本文
いずれの会場でも、選手のトークショーやサイン会をはじめ、運動会や選手とのキャッチボール体験、グラウンドやベンチの開放など、ファンにとってはたまらない内容が盛りだくさん。忘れられない最高の思い出になった人も多いことだろう。イーグルスは球団史上初めて感謝祭の場で新入団選手14人のお披露目を実施。また、ライオンズの岸など移籍が決定した選手にとってはファンとの最後のお別れの場となった。
一方で、セ・パ優勝チームは今月地元で優勝パレードも実施。これも最高のファンへの感謝の舞台と言える。札幌のファイターズのパレードは14万人ものファンが詰めかけた。10年前“新庄劇場”で大フィーバーを巻き起こし日本一に輝いた06年より4万人も多い観衆だ。更に熱狂的な歓迎を受けたのは41年ぶりのカープのパレード。主催者発表で31万3千人のファンが広島の街を埋め尽くす様子は圧巻だった。

指示
A - 本文の「いずれの会場でも、選手のトー」から「埋め尽くす様子は圧巻だった。」までを一字一句違えずに引用してください。
B - エントリーの「of the seating」を含む行から最後の行までについて、「marker」を「pin」に差し替え、それ以外は変えずにその範囲の行だけを示してください。
本文とエントリーは別々の出典によるものです。

表示エントリー
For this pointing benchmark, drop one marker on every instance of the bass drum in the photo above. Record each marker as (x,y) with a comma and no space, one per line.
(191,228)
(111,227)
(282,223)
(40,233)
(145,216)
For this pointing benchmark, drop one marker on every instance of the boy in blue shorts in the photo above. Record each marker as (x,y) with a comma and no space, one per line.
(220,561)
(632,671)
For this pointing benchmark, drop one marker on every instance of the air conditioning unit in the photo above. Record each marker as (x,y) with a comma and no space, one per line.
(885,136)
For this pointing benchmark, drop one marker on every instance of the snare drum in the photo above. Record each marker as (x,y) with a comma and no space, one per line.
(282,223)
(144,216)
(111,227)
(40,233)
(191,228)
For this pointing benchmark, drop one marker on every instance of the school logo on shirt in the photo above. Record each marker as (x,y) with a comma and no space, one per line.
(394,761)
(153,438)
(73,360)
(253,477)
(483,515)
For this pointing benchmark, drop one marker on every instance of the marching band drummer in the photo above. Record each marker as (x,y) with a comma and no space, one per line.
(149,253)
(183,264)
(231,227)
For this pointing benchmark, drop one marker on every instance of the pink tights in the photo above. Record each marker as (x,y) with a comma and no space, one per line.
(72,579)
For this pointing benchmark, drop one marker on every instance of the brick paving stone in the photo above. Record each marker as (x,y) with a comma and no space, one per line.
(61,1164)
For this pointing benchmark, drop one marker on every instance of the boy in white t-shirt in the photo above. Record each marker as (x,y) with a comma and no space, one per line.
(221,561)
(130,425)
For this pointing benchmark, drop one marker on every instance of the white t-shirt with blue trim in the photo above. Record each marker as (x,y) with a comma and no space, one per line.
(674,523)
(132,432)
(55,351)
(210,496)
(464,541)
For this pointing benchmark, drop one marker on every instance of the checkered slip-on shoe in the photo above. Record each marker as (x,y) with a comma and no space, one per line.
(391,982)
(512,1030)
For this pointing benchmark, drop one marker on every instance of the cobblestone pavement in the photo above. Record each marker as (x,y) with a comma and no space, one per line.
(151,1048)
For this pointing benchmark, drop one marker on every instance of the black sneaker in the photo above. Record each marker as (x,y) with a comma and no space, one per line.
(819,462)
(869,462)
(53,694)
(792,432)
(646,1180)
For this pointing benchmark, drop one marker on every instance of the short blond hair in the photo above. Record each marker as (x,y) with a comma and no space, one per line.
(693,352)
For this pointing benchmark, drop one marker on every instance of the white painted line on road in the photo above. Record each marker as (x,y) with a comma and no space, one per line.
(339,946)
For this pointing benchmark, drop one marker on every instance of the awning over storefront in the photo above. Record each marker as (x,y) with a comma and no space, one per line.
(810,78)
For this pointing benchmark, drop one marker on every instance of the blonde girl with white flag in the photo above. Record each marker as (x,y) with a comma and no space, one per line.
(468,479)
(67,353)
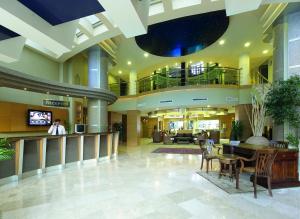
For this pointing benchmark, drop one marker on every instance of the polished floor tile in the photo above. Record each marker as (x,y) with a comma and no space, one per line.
(139,184)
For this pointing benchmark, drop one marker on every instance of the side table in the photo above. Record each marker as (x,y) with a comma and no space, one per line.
(228,167)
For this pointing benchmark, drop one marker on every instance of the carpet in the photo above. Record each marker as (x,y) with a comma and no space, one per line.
(227,185)
(178,151)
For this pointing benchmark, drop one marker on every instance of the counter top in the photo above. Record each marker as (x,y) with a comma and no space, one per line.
(261,147)
(38,137)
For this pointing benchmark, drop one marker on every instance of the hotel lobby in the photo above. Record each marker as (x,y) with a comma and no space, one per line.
(149,109)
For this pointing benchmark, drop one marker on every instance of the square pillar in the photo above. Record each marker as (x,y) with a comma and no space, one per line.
(133,127)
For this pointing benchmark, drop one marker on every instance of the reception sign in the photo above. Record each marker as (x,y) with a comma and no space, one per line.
(56,103)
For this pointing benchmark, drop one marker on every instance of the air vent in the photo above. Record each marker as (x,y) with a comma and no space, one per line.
(166,101)
(200,99)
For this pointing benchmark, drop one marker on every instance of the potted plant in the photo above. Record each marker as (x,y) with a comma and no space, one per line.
(283,103)
(293,140)
(258,114)
(236,130)
(6,150)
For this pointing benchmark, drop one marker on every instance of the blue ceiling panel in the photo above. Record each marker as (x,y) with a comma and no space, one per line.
(60,11)
(184,36)
(6,33)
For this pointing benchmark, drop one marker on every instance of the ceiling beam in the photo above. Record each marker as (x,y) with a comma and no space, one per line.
(104,20)
(11,49)
(21,20)
(167,5)
(236,7)
(86,27)
(131,16)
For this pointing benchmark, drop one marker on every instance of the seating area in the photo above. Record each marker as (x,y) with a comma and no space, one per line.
(260,167)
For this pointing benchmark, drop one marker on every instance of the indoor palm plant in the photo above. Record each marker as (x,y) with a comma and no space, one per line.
(6,150)
(283,103)
(257,115)
(236,130)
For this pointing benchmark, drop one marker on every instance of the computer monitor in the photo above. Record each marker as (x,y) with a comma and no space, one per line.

解答一覧
A -
いずれの会場でも、選手のトークショーやサイン会をはじめ、運動会や選手とのキャッチボール体験、グラウンドやベンチの開放など、ファンにとってはたまらない内容が盛りだくさん。忘れられない最高の思い出になった人も多いことだろう。イーグルスは球団史上初めて感謝祭の場で新入団選手14人のお披露目を実施。また、ライオンズの岸など移籍が決定した選手にとってはファンとの最後のお別れの場となった。
一方で、セ・パ優勝チームは今月地元で優勝パレードも実施。これも最高のファンへの感謝の舞台と言える。札幌のファイターズのパレードは14万人ものファンが詰めかけた。10年前“新庄劇場”で大フィーバーを巻き起こし日本一に輝いた06年より4万人も多い観衆だ。更に熱狂的な歓迎を受けたのは41年ぶりのカープのパレード。主催者発表で31万3千人のファンが広島の街を埋め尽くす様子は圧巻だった。

B -
For this pointing benchmark, drop one pin on every instance of the seating area in the photo above. Record each pin as (x,y) with a comma and no space, one per line.
(260,167)
For this pointing benchmark, drop one pin on every instance of the indoor palm plant in the photo above. Record each pin as (x,y) with a comma and no space, one per line.
(6,150)
(283,103)
(257,115)
(236,130)
For this pointing benchmark, drop one pin on every instance of the computer monitor in the photo above. Record each pin as (x,y) with a comma and no space, one per line.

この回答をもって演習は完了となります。